Point-per-instance localization data
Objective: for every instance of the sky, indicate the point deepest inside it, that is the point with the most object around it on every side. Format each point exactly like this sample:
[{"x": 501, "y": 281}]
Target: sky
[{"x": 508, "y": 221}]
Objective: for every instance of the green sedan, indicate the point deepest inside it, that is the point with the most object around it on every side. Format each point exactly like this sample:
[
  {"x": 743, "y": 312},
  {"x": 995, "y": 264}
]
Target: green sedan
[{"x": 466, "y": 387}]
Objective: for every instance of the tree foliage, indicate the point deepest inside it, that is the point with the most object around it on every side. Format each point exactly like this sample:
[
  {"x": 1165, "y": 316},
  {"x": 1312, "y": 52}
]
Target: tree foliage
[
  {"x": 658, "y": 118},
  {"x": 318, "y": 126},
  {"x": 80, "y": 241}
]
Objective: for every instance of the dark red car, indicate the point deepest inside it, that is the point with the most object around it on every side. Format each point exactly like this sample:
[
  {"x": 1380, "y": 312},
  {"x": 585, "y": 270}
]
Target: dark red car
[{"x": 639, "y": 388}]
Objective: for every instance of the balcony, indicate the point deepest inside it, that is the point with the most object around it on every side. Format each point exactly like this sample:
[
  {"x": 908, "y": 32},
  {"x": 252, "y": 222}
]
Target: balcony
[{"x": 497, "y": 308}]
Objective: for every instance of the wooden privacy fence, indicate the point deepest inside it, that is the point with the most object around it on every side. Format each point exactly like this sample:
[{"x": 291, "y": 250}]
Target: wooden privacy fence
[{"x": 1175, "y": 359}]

PROBLEM:
Each record, from first to last, should be returned verbatim.

TASK RESULT:
Objective: for every instance of the sky, indicate the point deepest inside it, that is the point with the most object around it on every side. Format each point exactly like this sample:
[{"x": 501, "y": 281}]
Target: sky
[{"x": 508, "y": 221}]
Objective: for every instance of the green sedan, indicate the point deepest inside it, that is the point with the most object around it on every side. Format each point exactly like this sample:
[
  {"x": 743, "y": 312},
  {"x": 995, "y": 264}
]
Target: green sedan
[{"x": 466, "y": 387}]
Objective: for every instance of the tree foliage, indicate the point deepest inside it, that is the point with the most object around it on every side. Format each point exactly like this sample:
[
  {"x": 1165, "y": 316},
  {"x": 1312, "y": 52}
]
Target: tree foliage
[
  {"x": 658, "y": 118},
  {"x": 318, "y": 126},
  {"x": 80, "y": 241}
]
Objective: for every instance of the dark red car, indicate the point deepest inside it, that is the point with the most object around it on every side. Format each point exactly like this sample:
[
  {"x": 1380, "y": 312},
  {"x": 585, "y": 270}
]
Target: dark red car
[{"x": 639, "y": 388}]
Objective: for every instance of the balcony, indicate the point deepest inside it, that is the point with the most object around it on every side. Format each point exactly like this sample:
[
  {"x": 908, "y": 32},
  {"x": 252, "y": 222}
]
Target: balcony
[{"x": 497, "y": 308}]
Objective: for every instance of the wooden privacy fence, indicate the point deepest inside it, that is the point with the most object around it on every side. Format each point exactly like this sample:
[{"x": 291, "y": 250}]
Target: wooden privacy fence
[{"x": 1175, "y": 359}]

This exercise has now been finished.